Copy the items from the start through the line containing "87 48 L 105", changing every "rock face" to "cliff face" and keeping everything else unchanged. Omit the pictures from your copy.
-- start Input data --
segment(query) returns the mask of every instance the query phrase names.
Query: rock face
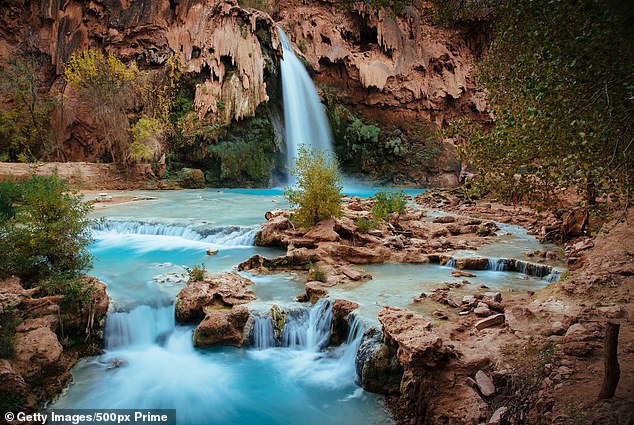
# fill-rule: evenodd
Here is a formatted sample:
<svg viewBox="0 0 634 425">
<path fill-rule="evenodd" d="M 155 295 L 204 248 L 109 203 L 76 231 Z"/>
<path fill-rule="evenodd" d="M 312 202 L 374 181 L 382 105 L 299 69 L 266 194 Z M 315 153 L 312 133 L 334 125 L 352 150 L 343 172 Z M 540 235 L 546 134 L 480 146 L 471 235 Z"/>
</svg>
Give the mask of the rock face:
<svg viewBox="0 0 634 425">
<path fill-rule="evenodd" d="M 322 286 L 322 282 L 317 281 L 307 282 L 304 286 L 304 291 L 306 291 L 307 301 L 310 301 L 311 304 L 315 304 L 328 295 L 328 290 Z"/>
<path fill-rule="evenodd" d="M 17 325 L 14 334 L 12 326 L 7 325 L 12 341 L 2 341 L 3 352 L 12 354 L 10 359 L 0 359 L 3 407 L 35 409 L 38 402 L 49 400 L 67 385 L 77 354 L 64 353 L 57 335 L 61 331 L 60 320 L 63 320 L 64 335 L 100 344 L 109 298 L 103 283 L 91 277 L 83 279 L 94 289 L 91 314 L 62 310 L 58 303 L 63 296 L 37 297 L 39 288 L 24 289 L 17 278 L 0 281 L 0 312 L 12 311 Z M 3 320 L 3 326 L 5 323 L 8 322 Z"/>
<path fill-rule="evenodd" d="M 401 120 L 441 124 L 461 109 L 485 112 L 472 77 L 478 43 L 465 44 L 459 31 L 433 25 L 427 3 L 413 2 L 398 17 L 361 5 L 346 12 L 330 3 L 279 2 L 282 26 L 302 47 L 317 82 L 335 86 L 367 114 L 380 108 Z"/>
<path fill-rule="evenodd" d="M 205 307 L 233 307 L 256 299 L 249 279 L 237 273 L 223 273 L 202 281 L 189 281 L 178 293 L 176 319 L 188 323 L 205 316 Z"/>
<path fill-rule="evenodd" d="M 359 304 L 346 300 L 335 300 L 332 304 L 330 345 L 340 345 L 346 342 L 350 331 L 350 313 L 357 308 L 359 308 Z"/>
<path fill-rule="evenodd" d="M 240 347 L 249 338 L 249 309 L 244 305 L 205 307 L 205 318 L 194 331 L 194 344 L 210 347 L 216 344 Z"/>
<path fill-rule="evenodd" d="M 438 335 L 431 332 L 431 322 L 409 310 L 384 307 L 379 312 L 384 339 L 398 347 L 401 365 L 435 367 L 451 357 L 453 351 Z"/>
<path fill-rule="evenodd" d="M 236 0 L 44 0 L 2 7 L 0 26 L 7 30 L 0 32 L 1 62 L 19 53 L 18 46 L 27 38 L 48 59 L 44 79 L 58 83 L 69 57 L 87 48 L 105 48 L 126 62 L 134 60 L 149 69 L 176 56 L 182 71 L 201 77 L 195 85 L 194 109 L 212 123 L 255 115 L 257 107 L 269 100 L 266 79 L 275 72 L 274 64 L 281 56 L 271 17 L 242 9 Z M 74 99 L 71 90 L 66 95 L 73 107 L 60 121 L 63 156 L 99 162 L 103 135 L 95 132 L 93 114 Z"/>
<path fill-rule="evenodd" d="M 357 351 L 357 380 L 361 386 L 379 394 L 398 393 L 403 367 L 396 356 L 397 348 L 383 343 L 383 334 L 370 328 Z"/>
<path fill-rule="evenodd" d="M 60 367 L 62 345 L 52 330 L 56 327 L 57 318 L 46 316 L 29 319 L 17 329 L 15 361 L 23 377 L 47 376 Z"/>
</svg>

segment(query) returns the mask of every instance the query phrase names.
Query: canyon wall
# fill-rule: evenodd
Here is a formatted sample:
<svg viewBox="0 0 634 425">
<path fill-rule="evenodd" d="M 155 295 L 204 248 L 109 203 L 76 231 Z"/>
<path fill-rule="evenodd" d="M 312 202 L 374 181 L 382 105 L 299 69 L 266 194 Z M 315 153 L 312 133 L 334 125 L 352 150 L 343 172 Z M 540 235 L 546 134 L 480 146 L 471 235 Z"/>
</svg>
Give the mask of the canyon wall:
<svg viewBox="0 0 634 425">
<path fill-rule="evenodd" d="M 0 65 L 26 51 L 36 52 L 49 93 L 72 98 L 61 74 L 77 51 L 101 49 L 146 70 L 161 68 L 175 55 L 183 71 L 196 76 L 193 102 L 198 116 L 212 125 L 230 126 L 256 115 L 260 105 L 268 109 L 264 115 L 279 111 L 279 25 L 324 98 L 344 106 L 347 120 L 358 116 L 382 131 L 378 143 L 385 146 L 358 142 L 367 145 L 370 157 L 373 152 L 383 157 L 379 165 L 351 158 L 359 162 L 359 174 L 389 177 L 394 183 L 457 184 L 461 165 L 452 141 L 434 132 L 456 117 L 489 119 L 474 79 L 474 62 L 486 44 L 484 32 L 473 26 L 437 25 L 433 7 L 420 0 L 398 16 L 369 10 L 363 3 L 344 4 L 12 0 L 0 6 Z M 96 145 L 105 136 L 99 134 L 90 108 L 80 102 L 66 109 L 53 118 L 63 155 L 52 159 L 103 160 Z M 425 141 L 431 138 L 436 139 L 433 149 Z M 394 170 L 399 168 L 392 167 L 395 163 L 400 170 Z"/>
</svg>

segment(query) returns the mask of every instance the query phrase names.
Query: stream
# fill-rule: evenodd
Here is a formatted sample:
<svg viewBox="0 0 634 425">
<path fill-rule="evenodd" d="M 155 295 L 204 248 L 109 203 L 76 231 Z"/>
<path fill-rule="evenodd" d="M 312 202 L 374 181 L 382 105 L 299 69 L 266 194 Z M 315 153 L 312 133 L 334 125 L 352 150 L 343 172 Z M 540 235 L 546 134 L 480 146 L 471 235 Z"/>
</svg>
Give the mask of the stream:
<svg viewBox="0 0 634 425">
<path fill-rule="evenodd" d="M 198 349 L 192 326 L 175 323 L 174 300 L 186 267 L 204 264 L 211 274 L 232 270 L 258 253 L 264 212 L 285 206 L 279 190 L 189 190 L 137 193 L 155 199 L 98 208 L 102 221 L 91 245 L 94 274 L 107 285 L 111 306 L 105 353 L 83 359 L 73 384 L 50 407 L 176 409 L 179 424 L 384 424 L 391 423 L 381 396 L 355 383 L 355 355 L 363 330 L 376 324 L 384 305 L 427 312 L 412 303 L 451 278 L 449 267 L 383 264 L 366 267 L 374 279 L 331 289 L 314 306 L 299 304 L 305 278 L 281 273 L 248 276 L 259 299 L 251 344 L 239 349 Z M 354 193 L 370 195 L 371 193 Z M 511 229 L 512 230 L 512 229 Z M 510 242 L 509 242 L 510 241 Z M 521 232 L 502 232 L 500 249 L 539 246 Z M 217 249 L 208 256 L 207 249 Z M 495 253 L 495 247 L 487 247 Z M 516 272 L 478 272 L 474 282 L 495 290 L 538 289 L 543 279 Z M 327 347 L 331 301 L 361 307 L 346 343 Z M 264 313 L 283 306 L 287 320 L 276 346 Z"/>
</svg>

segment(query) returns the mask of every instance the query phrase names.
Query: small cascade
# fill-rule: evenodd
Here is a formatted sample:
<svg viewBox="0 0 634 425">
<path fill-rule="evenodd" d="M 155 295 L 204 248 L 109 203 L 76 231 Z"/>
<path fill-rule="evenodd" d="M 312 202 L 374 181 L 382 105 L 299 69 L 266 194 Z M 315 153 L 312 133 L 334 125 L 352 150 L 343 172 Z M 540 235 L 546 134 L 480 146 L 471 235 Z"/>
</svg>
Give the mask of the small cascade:
<svg viewBox="0 0 634 425">
<path fill-rule="evenodd" d="M 445 266 L 451 268 L 458 267 L 458 260 L 450 258 Z M 559 279 L 560 272 L 552 266 L 546 264 L 529 263 L 528 261 L 518 260 L 515 258 L 489 258 L 486 270 L 496 272 L 517 272 L 529 276 L 535 276 L 548 282 L 555 282 Z"/>
<path fill-rule="evenodd" d="M 498 272 L 518 272 L 539 278 L 544 278 L 553 272 L 553 268 L 546 264 L 529 263 L 515 258 L 490 258 L 488 269 Z"/>
<path fill-rule="evenodd" d="M 306 68 L 295 55 L 286 34 L 278 28 L 284 57 L 280 63 L 284 96 L 286 165 L 291 166 L 300 145 L 332 153 L 332 133 L 324 106 Z"/>
<path fill-rule="evenodd" d="M 273 320 L 269 315 L 256 315 L 251 331 L 251 345 L 258 350 L 275 347 L 275 331 Z"/>
<path fill-rule="evenodd" d="M 343 346 L 343 353 L 341 356 L 341 363 L 345 365 L 351 365 L 354 372 L 355 360 L 357 352 L 363 341 L 363 334 L 365 332 L 365 325 L 361 319 L 354 313 L 350 313 L 348 316 L 348 339 Z"/>
<path fill-rule="evenodd" d="M 325 298 L 315 303 L 308 312 L 287 312 L 281 345 L 312 352 L 320 351 L 328 345 L 331 324 L 332 305 Z"/>
<path fill-rule="evenodd" d="M 164 307 L 141 305 L 126 312 L 108 314 L 105 327 L 107 350 L 150 346 L 176 327 L 174 304 Z"/>
<path fill-rule="evenodd" d="M 256 234 L 255 229 L 238 226 L 201 228 L 117 220 L 97 223 L 92 227 L 92 231 L 96 239 L 122 235 L 165 236 L 227 247 L 253 246 Z"/>
</svg>

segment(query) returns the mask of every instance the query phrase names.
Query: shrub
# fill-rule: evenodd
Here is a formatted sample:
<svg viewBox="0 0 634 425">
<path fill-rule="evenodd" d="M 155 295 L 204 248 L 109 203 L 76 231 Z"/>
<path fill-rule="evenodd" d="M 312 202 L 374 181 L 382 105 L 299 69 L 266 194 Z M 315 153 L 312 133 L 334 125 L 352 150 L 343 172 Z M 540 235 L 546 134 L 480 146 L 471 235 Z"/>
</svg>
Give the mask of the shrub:
<svg viewBox="0 0 634 425">
<path fill-rule="evenodd" d="M 307 279 L 309 281 L 325 282 L 326 281 L 326 274 L 321 269 L 319 264 L 311 264 L 310 268 L 308 269 Z"/>
<path fill-rule="evenodd" d="M 291 174 L 295 188 L 284 191 L 298 226 L 312 227 L 321 220 L 341 215 L 341 175 L 336 160 L 301 145 Z"/>
<path fill-rule="evenodd" d="M 48 116 L 54 102 L 40 89 L 41 60 L 33 54 L 8 60 L 0 68 L 0 95 L 6 108 L 0 110 L 0 154 L 4 160 L 32 161 L 49 148 Z"/>
<path fill-rule="evenodd" d="M 634 155 L 634 44 L 628 14 L 583 0 L 492 2 L 496 31 L 478 80 L 495 117 L 464 158 L 474 184 L 555 207 L 575 188 L 588 206 L 627 205 Z"/>
<path fill-rule="evenodd" d="M 130 152 L 135 161 L 152 159 L 161 151 L 165 138 L 163 125 L 156 118 L 142 117 L 130 128 Z"/>
<path fill-rule="evenodd" d="M 90 266 L 91 206 L 57 176 L 0 183 L 0 275 L 77 277 Z"/>
<path fill-rule="evenodd" d="M 18 320 L 13 308 L 0 311 L 0 358 L 13 357 L 13 339 Z"/>
<path fill-rule="evenodd" d="M 374 206 L 372 207 L 372 218 L 376 221 L 389 221 L 392 213 L 403 214 L 407 206 L 407 199 L 402 190 L 387 191 L 382 190 L 374 196 Z"/>
<path fill-rule="evenodd" d="M 368 231 L 376 228 L 376 223 L 374 222 L 374 220 L 368 220 L 365 217 L 361 217 L 357 220 L 357 229 L 359 229 L 359 232 L 361 233 L 367 233 Z"/>
</svg>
-- end Input data --
§ Worked solution
segment(query) returns the mask of every instance the query phrase names.
Query: cliff face
# fill-rule: evenodd
Here is a formatted sample:
<svg viewBox="0 0 634 425">
<path fill-rule="evenodd" d="M 155 295 L 204 248 L 109 203 L 76 231 Z"/>
<path fill-rule="evenodd" d="M 312 202 L 374 181 L 382 105 L 299 69 L 266 194 Z M 315 153 L 312 133 L 334 125 L 352 150 L 343 172 Z M 540 235 L 546 134 L 480 146 L 471 235 Z"/>
</svg>
Give the mask of the cliff face:
<svg viewBox="0 0 634 425">
<path fill-rule="evenodd" d="M 322 286 L 322 282 L 317 281 L 307 282 L 304 286 L 304 291 L 306 291 L 307 301 L 310 301 L 311 304 L 315 304 L 328 295 L 328 290 Z"/>
<path fill-rule="evenodd" d="M 17 325 L 14 334 L 12 326 L 7 325 L 12 341 L 2 341 L 3 352 L 12 354 L 10 359 L 0 359 L 3 407 L 35 409 L 38 402 L 49 400 L 67 385 L 77 354 L 64 353 L 57 335 L 61 331 L 60 320 L 63 320 L 64 335 L 100 344 L 109 298 L 103 283 L 91 277 L 83 279 L 94 289 L 91 314 L 62 310 L 58 303 L 63 296 L 37 297 L 39 288 L 24 289 L 17 278 L 0 281 L 0 312 L 12 311 Z M 3 320 L 3 326 L 5 323 L 8 322 Z"/>
<path fill-rule="evenodd" d="M 401 120 L 441 124 L 461 109 L 485 112 L 472 77 L 478 43 L 465 44 L 459 31 L 433 25 L 427 3 L 413 2 L 398 17 L 361 5 L 346 12 L 330 3 L 279 2 L 282 26 L 302 47 L 317 82 L 335 86 L 367 114 L 380 108 Z"/>
<path fill-rule="evenodd" d="M 205 307 L 233 307 L 256 299 L 249 279 L 237 273 L 223 273 L 202 281 L 189 281 L 178 293 L 176 319 L 188 323 L 205 316 Z"/>
<path fill-rule="evenodd" d="M 359 304 L 346 300 L 335 300 L 332 304 L 330 345 L 340 345 L 346 342 L 350 331 L 350 313 L 357 308 L 359 308 Z"/>
<path fill-rule="evenodd" d="M 240 347 L 249 338 L 249 309 L 244 305 L 205 307 L 205 318 L 194 331 L 194 344 L 210 347 L 216 344 Z"/>
<path fill-rule="evenodd" d="M 438 335 L 431 332 L 431 322 L 409 310 L 384 307 L 379 312 L 384 339 L 398 347 L 401 365 L 435 367 L 451 357 L 453 351 Z"/>
<path fill-rule="evenodd" d="M 236 0 L 44 0 L 2 7 L 0 26 L 7 30 L 0 32 L 1 62 L 19 53 L 18 46 L 27 38 L 48 59 L 44 79 L 58 83 L 69 57 L 87 48 L 105 48 L 126 62 L 134 60 L 149 69 L 176 56 L 182 71 L 201 77 L 195 85 L 194 109 L 212 123 L 255 115 L 257 107 L 269 100 L 266 79 L 275 72 L 274 64 L 281 56 L 271 17 L 242 9 Z M 74 99 L 71 90 L 66 95 L 73 107 L 60 121 L 63 156 L 99 162 L 103 135 L 95 132 L 93 114 Z"/>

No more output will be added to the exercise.